EXERCISE DETAILS: Among the entries, which lines carry the string "target"? Copy each of them.

Dataset entries:
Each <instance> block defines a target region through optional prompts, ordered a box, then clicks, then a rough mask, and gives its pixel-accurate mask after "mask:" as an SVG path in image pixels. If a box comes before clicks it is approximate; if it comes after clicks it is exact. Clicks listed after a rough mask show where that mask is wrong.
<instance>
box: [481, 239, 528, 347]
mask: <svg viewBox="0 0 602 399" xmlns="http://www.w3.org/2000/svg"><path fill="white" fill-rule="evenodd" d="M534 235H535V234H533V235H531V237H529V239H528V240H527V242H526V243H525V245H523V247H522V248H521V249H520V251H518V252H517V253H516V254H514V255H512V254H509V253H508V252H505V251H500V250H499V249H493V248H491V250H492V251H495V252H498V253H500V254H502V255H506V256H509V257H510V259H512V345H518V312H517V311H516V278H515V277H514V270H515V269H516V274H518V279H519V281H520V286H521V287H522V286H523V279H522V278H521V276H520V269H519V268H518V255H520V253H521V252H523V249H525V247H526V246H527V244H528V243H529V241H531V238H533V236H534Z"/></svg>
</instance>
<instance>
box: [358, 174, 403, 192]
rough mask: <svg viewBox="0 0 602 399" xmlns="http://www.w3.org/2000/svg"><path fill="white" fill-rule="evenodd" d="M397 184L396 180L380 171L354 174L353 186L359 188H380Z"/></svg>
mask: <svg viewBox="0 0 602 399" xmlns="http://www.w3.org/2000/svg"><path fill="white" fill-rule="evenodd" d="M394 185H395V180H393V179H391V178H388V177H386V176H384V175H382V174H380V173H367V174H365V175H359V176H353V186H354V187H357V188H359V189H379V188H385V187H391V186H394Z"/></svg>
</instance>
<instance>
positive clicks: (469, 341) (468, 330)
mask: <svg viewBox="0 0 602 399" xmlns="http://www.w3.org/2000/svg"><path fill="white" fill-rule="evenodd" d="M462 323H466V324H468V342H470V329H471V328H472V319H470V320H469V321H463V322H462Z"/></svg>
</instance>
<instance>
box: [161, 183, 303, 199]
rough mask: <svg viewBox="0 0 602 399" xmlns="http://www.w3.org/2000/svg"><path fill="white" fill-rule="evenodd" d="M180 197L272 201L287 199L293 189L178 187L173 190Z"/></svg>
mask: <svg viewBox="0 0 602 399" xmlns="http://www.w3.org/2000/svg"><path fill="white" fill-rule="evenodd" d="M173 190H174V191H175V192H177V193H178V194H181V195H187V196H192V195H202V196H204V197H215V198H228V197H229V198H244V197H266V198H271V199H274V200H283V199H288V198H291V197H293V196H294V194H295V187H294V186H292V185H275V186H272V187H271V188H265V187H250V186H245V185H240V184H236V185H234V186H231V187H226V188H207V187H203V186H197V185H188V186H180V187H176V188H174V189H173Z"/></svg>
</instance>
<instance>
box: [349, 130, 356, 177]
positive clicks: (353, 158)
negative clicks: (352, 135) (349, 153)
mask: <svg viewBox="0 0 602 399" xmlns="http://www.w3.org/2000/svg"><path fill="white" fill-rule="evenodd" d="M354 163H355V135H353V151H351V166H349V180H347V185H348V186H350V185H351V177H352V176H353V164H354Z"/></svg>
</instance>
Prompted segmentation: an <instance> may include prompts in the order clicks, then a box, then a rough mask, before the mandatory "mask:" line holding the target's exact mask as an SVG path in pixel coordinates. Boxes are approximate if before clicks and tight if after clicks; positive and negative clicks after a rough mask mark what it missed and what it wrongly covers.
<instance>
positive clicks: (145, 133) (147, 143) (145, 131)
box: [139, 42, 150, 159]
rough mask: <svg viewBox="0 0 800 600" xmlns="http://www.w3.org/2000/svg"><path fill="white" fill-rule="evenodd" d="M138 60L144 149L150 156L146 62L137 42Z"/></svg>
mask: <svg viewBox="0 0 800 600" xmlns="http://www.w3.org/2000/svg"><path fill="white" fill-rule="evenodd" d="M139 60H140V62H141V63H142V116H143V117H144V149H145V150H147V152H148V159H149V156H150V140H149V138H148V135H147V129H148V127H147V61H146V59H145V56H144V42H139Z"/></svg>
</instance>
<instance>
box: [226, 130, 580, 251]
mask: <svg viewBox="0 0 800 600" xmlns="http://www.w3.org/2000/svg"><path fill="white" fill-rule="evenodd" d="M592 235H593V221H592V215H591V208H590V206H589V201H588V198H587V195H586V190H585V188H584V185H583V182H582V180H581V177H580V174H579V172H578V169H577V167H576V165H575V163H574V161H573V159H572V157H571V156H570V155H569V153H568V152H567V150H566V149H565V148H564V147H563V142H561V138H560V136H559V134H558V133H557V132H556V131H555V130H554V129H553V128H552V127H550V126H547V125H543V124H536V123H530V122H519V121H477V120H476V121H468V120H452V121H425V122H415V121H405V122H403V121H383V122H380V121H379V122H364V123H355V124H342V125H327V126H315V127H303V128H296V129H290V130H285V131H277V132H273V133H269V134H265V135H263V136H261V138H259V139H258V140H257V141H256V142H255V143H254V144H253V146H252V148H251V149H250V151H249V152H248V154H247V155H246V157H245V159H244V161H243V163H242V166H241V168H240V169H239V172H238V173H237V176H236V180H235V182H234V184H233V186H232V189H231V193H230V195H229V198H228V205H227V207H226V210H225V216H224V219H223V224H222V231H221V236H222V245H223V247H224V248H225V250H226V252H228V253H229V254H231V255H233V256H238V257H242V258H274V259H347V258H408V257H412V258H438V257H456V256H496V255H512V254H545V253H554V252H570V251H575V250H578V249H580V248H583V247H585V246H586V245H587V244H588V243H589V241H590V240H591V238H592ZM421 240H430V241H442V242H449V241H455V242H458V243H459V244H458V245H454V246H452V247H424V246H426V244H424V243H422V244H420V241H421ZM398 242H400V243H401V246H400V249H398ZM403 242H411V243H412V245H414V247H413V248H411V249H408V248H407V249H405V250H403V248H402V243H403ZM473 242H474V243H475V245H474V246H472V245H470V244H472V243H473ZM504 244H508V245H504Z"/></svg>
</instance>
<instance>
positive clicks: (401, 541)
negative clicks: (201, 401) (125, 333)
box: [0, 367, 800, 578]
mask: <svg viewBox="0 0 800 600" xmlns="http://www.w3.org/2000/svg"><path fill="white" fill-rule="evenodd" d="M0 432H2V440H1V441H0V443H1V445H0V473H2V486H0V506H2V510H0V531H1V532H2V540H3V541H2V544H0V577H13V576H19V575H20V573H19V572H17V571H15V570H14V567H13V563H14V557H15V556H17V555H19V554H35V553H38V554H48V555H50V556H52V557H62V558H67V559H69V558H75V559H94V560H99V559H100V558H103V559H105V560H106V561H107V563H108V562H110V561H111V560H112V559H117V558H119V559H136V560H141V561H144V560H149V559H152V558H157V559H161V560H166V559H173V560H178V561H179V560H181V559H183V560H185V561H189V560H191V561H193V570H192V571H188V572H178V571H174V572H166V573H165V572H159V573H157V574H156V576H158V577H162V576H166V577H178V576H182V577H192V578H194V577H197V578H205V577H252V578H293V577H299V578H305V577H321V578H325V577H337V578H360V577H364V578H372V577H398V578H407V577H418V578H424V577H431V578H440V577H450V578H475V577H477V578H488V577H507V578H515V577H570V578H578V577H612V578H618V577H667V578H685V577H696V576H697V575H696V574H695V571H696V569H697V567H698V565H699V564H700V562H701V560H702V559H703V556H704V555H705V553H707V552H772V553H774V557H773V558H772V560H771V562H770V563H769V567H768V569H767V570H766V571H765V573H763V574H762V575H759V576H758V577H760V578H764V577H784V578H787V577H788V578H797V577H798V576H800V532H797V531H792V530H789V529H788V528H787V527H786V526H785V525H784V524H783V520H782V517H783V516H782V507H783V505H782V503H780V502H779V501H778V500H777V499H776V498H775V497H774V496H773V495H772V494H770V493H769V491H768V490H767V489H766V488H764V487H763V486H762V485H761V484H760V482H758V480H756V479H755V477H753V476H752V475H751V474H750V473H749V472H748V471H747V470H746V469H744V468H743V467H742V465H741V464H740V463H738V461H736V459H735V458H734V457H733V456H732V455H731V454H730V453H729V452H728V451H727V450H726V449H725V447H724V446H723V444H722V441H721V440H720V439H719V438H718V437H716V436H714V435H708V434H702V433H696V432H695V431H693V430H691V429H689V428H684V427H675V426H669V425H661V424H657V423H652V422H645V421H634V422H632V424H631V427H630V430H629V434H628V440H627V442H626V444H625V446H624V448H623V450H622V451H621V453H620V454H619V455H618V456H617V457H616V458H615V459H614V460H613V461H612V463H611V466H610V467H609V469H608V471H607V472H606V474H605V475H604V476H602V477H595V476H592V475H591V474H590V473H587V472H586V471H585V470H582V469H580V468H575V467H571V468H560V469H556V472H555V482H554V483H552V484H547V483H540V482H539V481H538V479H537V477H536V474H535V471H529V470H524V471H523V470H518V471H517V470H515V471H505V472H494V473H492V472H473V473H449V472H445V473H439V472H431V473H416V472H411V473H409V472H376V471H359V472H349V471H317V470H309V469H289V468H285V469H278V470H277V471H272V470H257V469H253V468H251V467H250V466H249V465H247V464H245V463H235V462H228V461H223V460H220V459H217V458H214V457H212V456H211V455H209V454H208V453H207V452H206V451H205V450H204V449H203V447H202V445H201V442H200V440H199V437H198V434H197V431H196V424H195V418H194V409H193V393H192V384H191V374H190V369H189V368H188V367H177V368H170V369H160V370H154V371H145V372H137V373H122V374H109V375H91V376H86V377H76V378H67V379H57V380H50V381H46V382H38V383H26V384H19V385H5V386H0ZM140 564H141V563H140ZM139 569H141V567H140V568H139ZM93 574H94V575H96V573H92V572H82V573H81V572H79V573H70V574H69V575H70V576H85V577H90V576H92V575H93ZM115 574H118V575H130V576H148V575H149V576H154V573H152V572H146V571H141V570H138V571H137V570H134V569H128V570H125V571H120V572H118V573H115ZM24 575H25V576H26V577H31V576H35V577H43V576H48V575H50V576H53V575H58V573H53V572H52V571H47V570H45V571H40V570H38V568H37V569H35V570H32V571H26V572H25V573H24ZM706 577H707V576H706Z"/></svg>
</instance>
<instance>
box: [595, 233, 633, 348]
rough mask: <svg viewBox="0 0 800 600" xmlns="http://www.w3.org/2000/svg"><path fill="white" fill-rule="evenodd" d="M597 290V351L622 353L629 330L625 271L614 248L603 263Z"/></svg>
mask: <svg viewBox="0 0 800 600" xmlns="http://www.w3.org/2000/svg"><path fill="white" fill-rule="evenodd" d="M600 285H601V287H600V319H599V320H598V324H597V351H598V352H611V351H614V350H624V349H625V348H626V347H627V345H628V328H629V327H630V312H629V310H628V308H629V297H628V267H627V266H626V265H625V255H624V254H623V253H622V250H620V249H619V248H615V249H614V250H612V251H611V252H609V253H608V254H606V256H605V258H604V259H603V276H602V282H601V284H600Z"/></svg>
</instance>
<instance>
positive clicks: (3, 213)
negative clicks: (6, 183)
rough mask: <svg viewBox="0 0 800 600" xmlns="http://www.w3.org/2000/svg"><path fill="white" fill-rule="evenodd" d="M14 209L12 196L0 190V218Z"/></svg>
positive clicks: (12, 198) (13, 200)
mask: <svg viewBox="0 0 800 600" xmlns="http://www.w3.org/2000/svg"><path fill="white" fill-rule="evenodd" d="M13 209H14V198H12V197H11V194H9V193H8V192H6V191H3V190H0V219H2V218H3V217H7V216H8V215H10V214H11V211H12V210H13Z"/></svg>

ANSWER BELOW:
Each <instance> block defines a target region through optional prompts, ordered a box, then clicks, then a rough mask, and gives its pixel-accurate mask after "mask:" as an SVG path in image pixels. If a box comes before clicks it is approximate; if it comes after clicks it is exact. Clicks listed after a rough mask show where that mask is wrong.
Prompted segmentation: an <instance> may include prompts in the order clicks, then a box, then a rough mask, before the mandatory "mask:" line holding the target's exact mask as an SVG path in pixel coordinates. Boxes are approximate if before clicks and tight if after clicks; positive and negative clicks after a rough mask mark what it missed and what it wrongly covers.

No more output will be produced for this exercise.